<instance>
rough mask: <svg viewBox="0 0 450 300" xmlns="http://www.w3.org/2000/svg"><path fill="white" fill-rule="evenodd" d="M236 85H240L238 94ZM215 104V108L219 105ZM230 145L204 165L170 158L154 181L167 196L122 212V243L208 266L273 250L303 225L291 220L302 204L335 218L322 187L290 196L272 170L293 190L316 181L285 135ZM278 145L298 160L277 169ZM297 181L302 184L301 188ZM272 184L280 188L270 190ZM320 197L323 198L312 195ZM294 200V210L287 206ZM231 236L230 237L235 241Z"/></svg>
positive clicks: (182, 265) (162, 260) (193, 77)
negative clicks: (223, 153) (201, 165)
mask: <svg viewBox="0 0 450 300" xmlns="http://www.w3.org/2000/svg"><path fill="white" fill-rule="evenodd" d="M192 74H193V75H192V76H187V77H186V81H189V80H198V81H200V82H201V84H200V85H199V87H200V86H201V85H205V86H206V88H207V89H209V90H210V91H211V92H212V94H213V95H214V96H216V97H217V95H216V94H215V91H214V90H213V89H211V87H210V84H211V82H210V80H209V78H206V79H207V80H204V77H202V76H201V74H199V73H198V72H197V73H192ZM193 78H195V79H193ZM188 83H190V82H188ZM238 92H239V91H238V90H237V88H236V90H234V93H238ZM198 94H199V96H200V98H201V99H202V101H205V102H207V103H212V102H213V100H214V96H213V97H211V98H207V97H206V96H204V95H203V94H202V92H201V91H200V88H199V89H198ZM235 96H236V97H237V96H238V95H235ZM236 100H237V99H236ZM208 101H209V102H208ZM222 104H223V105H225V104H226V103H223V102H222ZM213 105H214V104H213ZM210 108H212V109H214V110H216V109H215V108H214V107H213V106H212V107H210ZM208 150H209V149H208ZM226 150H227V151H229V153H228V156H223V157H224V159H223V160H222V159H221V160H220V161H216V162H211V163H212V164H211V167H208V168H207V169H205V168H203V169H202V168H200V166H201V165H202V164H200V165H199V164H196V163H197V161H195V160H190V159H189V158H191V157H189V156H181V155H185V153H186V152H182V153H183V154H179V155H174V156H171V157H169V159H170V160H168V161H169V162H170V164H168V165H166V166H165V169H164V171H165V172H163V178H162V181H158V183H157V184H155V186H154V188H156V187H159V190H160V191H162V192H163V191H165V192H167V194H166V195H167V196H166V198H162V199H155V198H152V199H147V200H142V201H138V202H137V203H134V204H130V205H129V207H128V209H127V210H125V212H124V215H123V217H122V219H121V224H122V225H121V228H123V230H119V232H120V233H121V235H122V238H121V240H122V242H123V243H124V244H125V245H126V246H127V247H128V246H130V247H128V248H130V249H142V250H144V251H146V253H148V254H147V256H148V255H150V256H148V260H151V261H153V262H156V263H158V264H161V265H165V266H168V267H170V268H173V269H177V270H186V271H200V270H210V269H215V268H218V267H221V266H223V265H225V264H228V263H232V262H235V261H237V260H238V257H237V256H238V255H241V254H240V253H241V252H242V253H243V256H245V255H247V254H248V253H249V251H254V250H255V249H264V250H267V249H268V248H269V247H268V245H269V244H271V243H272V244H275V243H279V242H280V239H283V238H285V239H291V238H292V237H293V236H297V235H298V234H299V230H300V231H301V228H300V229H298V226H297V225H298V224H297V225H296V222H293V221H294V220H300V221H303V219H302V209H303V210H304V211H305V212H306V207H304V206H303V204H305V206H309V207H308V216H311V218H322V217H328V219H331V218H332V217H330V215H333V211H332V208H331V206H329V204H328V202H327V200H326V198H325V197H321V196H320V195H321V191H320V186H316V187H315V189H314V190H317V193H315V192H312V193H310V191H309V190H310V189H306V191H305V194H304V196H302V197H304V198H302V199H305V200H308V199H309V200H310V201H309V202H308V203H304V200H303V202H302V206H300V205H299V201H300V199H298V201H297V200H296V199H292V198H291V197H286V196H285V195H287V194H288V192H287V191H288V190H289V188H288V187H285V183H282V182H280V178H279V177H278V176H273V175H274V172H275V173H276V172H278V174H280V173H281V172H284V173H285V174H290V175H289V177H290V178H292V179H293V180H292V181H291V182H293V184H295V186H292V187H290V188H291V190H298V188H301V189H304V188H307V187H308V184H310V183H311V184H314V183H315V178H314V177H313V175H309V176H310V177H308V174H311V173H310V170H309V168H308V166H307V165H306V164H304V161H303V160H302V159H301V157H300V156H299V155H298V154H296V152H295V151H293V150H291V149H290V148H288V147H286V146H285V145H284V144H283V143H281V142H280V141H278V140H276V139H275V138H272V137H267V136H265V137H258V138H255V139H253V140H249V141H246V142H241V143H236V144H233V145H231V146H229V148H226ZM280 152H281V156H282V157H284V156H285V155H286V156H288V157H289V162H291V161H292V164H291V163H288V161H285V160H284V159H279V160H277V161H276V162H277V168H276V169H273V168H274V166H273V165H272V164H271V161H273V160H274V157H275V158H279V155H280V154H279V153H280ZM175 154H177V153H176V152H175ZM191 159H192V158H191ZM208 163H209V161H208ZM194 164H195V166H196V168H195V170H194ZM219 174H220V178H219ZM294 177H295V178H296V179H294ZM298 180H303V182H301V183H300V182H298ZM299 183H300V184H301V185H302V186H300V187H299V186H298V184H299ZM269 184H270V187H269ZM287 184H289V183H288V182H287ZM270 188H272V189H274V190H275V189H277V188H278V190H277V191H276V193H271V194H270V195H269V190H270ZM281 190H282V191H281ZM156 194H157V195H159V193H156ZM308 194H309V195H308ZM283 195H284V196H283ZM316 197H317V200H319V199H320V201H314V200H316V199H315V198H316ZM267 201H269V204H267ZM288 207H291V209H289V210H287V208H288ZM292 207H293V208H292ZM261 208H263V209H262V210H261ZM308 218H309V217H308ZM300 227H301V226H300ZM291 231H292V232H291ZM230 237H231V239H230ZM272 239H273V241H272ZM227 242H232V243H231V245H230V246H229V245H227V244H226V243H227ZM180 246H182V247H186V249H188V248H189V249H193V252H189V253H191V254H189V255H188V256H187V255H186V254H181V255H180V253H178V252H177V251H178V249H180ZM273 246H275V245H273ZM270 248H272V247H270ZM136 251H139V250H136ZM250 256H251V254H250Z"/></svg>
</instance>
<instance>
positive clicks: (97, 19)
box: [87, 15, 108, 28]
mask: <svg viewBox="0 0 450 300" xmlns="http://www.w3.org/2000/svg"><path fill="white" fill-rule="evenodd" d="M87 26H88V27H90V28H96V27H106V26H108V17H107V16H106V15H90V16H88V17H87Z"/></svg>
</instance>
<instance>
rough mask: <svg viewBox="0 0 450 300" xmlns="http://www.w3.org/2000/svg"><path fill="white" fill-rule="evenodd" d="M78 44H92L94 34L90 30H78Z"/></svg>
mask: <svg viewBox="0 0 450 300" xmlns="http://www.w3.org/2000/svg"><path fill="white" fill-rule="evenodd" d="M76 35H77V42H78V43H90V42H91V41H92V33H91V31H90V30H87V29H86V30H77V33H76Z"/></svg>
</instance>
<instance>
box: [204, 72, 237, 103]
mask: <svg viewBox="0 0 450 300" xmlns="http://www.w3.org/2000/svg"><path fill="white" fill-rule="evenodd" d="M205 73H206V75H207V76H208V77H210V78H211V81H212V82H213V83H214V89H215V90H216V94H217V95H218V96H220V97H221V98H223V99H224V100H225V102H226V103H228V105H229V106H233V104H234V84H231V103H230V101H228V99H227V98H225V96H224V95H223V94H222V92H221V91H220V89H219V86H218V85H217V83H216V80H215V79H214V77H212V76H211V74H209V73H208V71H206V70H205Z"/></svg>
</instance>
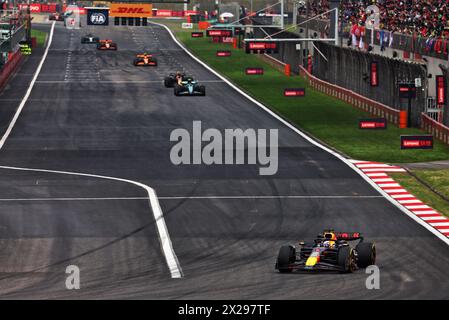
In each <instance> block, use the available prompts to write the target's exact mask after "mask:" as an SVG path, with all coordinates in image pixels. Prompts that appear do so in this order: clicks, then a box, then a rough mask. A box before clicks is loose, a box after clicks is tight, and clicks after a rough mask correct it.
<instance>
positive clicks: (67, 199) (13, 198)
mask: <svg viewBox="0 0 449 320" xmlns="http://www.w3.org/2000/svg"><path fill="white" fill-rule="evenodd" d="M358 198H361V199H376V198H383V197H382V196H295V195H287V196H158V199H159V200H180V199H358ZM109 200H125V201H126V200H149V198H147V197H59V198H0V202H13V201H109Z"/></svg>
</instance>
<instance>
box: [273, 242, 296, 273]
mask: <svg viewBox="0 0 449 320" xmlns="http://www.w3.org/2000/svg"><path fill="white" fill-rule="evenodd" d="M295 260H296V249H295V247H293V246H291V245H284V246H282V247H281V248H280V249H279V254H278V258H277V268H278V270H279V272H280V273H289V272H292V269H290V268H289V265H290V264H292V263H294V262H295Z"/></svg>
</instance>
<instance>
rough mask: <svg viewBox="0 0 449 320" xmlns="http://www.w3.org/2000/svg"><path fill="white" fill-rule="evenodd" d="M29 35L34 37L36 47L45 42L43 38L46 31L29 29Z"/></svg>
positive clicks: (44, 37) (45, 36) (41, 46)
mask: <svg viewBox="0 0 449 320" xmlns="http://www.w3.org/2000/svg"><path fill="white" fill-rule="evenodd" d="M31 37H32V38H36V41H37V46H38V47H43V46H44V44H45V38H46V37H47V32H44V31H40V30H36V29H31Z"/></svg>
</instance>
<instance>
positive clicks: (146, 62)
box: [133, 53, 157, 67]
mask: <svg viewBox="0 0 449 320" xmlns="http://www.w3.org/2000/svg"><path fill="white" fill-rule="evenodd" d="M133 63H134V65H135V66H136V67H137V66H154V67H155V66H157V59H156V58H155V57H153V55H151V54H148V53H143V54H138V55H136V58H135V59H134V62H133Z"/></svg>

|---|

▸ **Assigned task**:
Retype the records above from the very first line down to the line with "positive clicks: (182, 265)", keeping both of those lines. Include nothing beyond them.

▸ **Task solution**:
<instance>
rough mask: <svg viewBox="0 0 450 300" xmlns="http://www.w3.org/2000/svg"><path fill="white" fill-rule="evenodd" d="M236 85H240L238 94ZM215 104V108L219 105ZM230 145L204 165L170 158L154 181L167 196L122 212V243L208 266L273 250L303 225L291 220L302 204L335 218L322 187L290 196L272 170L293 190L316 181L285 135ZM278 145L298 160L277 169ZM297 181L302 184L301 188ZM272 184L280 188L270 190ZM320 197L323 198L312 195ZM294 200V210L287 206ZM231 236L230 237L235 241Z"/></svg>
positive clicks: (182, 265) (162, 260) (193, 77)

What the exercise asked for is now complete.